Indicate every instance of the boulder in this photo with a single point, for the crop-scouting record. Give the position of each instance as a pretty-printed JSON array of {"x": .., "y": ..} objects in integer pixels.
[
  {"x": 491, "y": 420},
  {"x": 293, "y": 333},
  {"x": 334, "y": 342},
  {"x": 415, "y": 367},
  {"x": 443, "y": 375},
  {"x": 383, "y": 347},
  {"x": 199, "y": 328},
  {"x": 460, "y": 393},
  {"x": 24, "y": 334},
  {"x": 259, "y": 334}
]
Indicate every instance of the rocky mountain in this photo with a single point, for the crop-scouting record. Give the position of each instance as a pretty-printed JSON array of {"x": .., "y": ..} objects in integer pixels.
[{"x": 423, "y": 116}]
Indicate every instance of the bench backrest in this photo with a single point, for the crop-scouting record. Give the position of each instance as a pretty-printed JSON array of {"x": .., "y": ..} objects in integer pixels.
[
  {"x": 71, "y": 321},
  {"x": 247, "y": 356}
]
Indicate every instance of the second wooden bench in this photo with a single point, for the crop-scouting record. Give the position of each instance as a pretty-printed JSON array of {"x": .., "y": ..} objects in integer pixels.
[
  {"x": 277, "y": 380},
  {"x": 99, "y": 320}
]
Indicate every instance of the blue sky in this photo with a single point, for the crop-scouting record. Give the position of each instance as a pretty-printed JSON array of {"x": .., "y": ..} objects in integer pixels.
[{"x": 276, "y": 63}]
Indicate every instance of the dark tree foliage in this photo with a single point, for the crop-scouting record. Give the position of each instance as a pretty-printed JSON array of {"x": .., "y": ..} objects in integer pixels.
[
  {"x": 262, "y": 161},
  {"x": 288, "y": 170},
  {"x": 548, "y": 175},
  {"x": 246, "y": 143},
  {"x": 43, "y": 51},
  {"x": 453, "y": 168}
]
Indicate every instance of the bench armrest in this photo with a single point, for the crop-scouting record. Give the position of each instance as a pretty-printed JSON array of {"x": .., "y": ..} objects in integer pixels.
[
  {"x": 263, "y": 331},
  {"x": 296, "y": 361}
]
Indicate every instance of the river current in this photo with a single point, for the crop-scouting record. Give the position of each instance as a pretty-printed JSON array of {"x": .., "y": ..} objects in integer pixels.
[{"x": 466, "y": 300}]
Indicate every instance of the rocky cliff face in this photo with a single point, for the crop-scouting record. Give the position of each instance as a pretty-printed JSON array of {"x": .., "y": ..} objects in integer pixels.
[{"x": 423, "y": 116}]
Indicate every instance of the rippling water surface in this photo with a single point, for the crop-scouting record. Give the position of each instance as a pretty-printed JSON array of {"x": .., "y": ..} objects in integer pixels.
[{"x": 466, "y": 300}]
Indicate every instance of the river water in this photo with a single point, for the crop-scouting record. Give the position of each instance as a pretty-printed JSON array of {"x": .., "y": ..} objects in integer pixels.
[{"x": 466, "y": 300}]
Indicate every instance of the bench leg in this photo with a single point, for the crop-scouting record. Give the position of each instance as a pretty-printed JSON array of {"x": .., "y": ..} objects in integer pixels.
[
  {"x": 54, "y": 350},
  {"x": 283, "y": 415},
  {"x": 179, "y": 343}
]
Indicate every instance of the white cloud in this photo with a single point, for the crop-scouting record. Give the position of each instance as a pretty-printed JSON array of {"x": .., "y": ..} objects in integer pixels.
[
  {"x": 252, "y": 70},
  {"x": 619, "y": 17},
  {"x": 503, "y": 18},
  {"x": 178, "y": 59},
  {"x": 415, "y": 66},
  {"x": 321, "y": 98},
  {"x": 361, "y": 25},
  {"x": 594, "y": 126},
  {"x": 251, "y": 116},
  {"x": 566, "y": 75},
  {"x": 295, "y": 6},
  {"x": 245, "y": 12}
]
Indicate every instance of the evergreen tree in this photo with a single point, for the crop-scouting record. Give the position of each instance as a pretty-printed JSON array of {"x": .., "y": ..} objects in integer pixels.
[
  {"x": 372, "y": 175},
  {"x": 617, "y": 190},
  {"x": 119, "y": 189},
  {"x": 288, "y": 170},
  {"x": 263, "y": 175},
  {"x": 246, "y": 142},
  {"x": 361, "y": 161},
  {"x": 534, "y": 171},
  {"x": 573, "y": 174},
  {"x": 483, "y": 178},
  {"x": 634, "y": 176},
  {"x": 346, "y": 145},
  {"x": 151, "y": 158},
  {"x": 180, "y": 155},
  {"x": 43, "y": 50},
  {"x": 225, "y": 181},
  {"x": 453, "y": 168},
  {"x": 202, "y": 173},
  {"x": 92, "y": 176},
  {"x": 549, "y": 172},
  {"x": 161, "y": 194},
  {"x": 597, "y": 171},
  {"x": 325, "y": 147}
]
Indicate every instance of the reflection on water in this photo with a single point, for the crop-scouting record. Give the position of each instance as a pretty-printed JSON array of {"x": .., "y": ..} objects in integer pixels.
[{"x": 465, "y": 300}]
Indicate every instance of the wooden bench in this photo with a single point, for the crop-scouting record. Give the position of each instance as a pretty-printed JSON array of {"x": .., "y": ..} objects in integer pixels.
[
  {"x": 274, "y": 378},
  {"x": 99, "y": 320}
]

■ SET PROBLEM
Restate the whole listing exactly, leaving out nothing.

■ SOLVED EXERCISE
Indicate every instance of the boulder in this photo with a single point, for the crop-scouting record. Give the position of each instance as a pretty-printed JSON array of {"x": .., "y": ..} objects in integer pixels.
[
  {"x": 491, "y": 420},
  {"x": 293, "y": 333},
  {"x": 334, "y": 342},
  {"x": 415, "y": 367},
  {"x": 443, "y": 375},
  {"x": 383, "y": 347},
  {"x": 199, "y": 328},
  {"x": 460, "y": 393},
  {"x": 24, "y": 334},
  {"x": 259, "y": 334}
]
Indicate every instance of the rocky mountain in this photo with a single point, for the crop-scouting record. Give the position of each instance as a pretty-printed JSON array of {"x": .., "y": ..} objects in integer pixels.
[{"x": 423, "y": 116}]
Indicate every instance of the bench backrest in this photo with a single point, for the crop-scouting record. Give the position of each instance as a pretty-printed JSON array of {"x": .., "y": ..} objects in integer pixels.
[
  {"x": 71, "y": 321},
  {"x": 247, "y": 356}
]
Indicate every instance of the second wooden bench in this photo with a single point, for the crop-scouting record. Give the position of each instance as a pretty-printed JSON array of {"x": .., "y": ..} objects in integer pixels.
[
  {"x": 277, "y": 380},
  {"x": 99, "y": 320}
]
Indicate every instance of the blue sky in this photo with a single point, for the crop-scouting record. Give the position of each instance as a pretty-printed JSON array of {"x": .., "y": ..} objects in integer pixels.
[{"x": 276, "y": 63}]
Indicate every instance of the dark tree foliage in this photo with a single point, for the crop-scouting record. Give the position of each instance as a pretty-printed JSON array of {"x": .., "y": ..} objects in integer pixels.
[
  {"x": 262, "y": 161},
  {"x": 288, "y": 170},
  {"x": 548, "y": 175},
  {"x": 246, "y": 143},
  {"x": 43, "y": 51},
  {"x": 453, "y": 168}
]
Indicate every instance of the bench armrest in this photo with a single point, for the crop-scouting record. Give the position of each instance as a pretty-printed JSON array of {"x": .., "y": ..} objects in integer pixels.
[
  {"x": 263, "y": 331},
  {"x": 296, "y": 361}
]
Indicate every instance of the river current in this photo with a single point, for the crop-scouting record. Give the position of each instance as a pretty-printed JSON array of {"x": .., "y": ..} objects in integer pixels.
[{"x": 466, "y": 300}]
Indicate every instance of the rocky cliff face in this photo with a single point, for the crop-scouting record. Give the position of each instance as a pretty-printed JSON array of {"x": .., "y": ..} objects in integer pixels.
[{"x": 423, "y": 116}]
Indicate every instance of the rippling water surface in this photo with a single point, for the crop-scouting record. Give the position of each instance as a pretty-printed JSON array of {"x": .., "y": ..} objects in integer pixels.
[{"x": 466, "y": 300}]
Indicate every instance of the river water in this photo with a single point, for the crop-scouting record. Give the position of each instance as a pretty-printed JSON array of {"x": .., "y": ..} objects in integer pixels.
[{"x": 466, "y": 300}]
Indicate every instance of the bench leg in this photo with a single point, for the crop-scouting record. Give the position of each instance as a pretty-printed JSON array of {"x": .., "y": ..} objects in integer pixels.
[
  {"x": 54, "y": 350},
  {"x": 283, "y": 415},
  {"x": 179, "y": 343}
]
Indicate every instance of the white cloud in this photo with a single point, for the crop-scouting record. Give the position of each instance as a pretty-printed JSON array of {"x": .., "y": ..} objects in integer pixels.
[
  {"x": 252, "y": 70},
  {"x": 619, "y": 17},
  {"x": 503, "y": 18},
  {"x": 178, "y": 59},
  {"x": 415, "y": 66},
  {"x": 321, "y": 98},
  {"x": 361, "y": 25},
  {"x": 594, "y": 126},
  {"x": 251, "y": 116},
  {"x": 566, "y": 75},
  {"x": 295, "y": 6},
  {"x": 245, "y": 12}
]
Indicate every instance of the evergreen tree in this photo with a single point, for the crop-scouting record. Give the position of each instance as a pretty-printed JSON array of {"x": .., "y": ..} objects in integer pixels.
[
  {"x": 372, "y": 175},
  {"x": 617, "y": 190},
  {"x": 119, "y": 189},
  {"x": 288, "y": 170},
  {"x": 263, "y": 175},
  {"x": 246, "y": 142},
  {"x": 361, "y": 161},
  {"x": 534, "y": 171},
  {"x": 573, "y": 174},
  {"x": 483, "y": 178},
  {"x": 634, "y": 176},
  {"x": 346, "y": 145},
  {"x": 151, "y": 158},
  {"x": 180, "y": 155},
  {"x": 43, "y": 50},
  {"x": 225, "y": 181},
  {"x": 453, "y": 168},
  {"x": 202, "y": 173},
  {"x": 92, "y": 176},
  {"x": 549, "y": 172},
  {"x": 161, "y": 194},
  {"x": 597, "y": 171},
  {"x": 325, "y": 147}
]
Indicate every instance of the reflection on water in this photo with a single point, for the crop-scouting record. Give the position of each instance as a pretty-printed JSON array of {"x": .., "y": ..} objects in integer pixels.
[{"x": 465, "y": 300}]
Indicate every instance of the wooden bench in this photo with a single point, for the crop-scouting record. Give the position of each instance as a pretty-printed JSON array of {"x": .., "y": ..} objects in integer pixels.
[
  {"x": 274, "y": 378},
  {"x": 99, "y": 320}
]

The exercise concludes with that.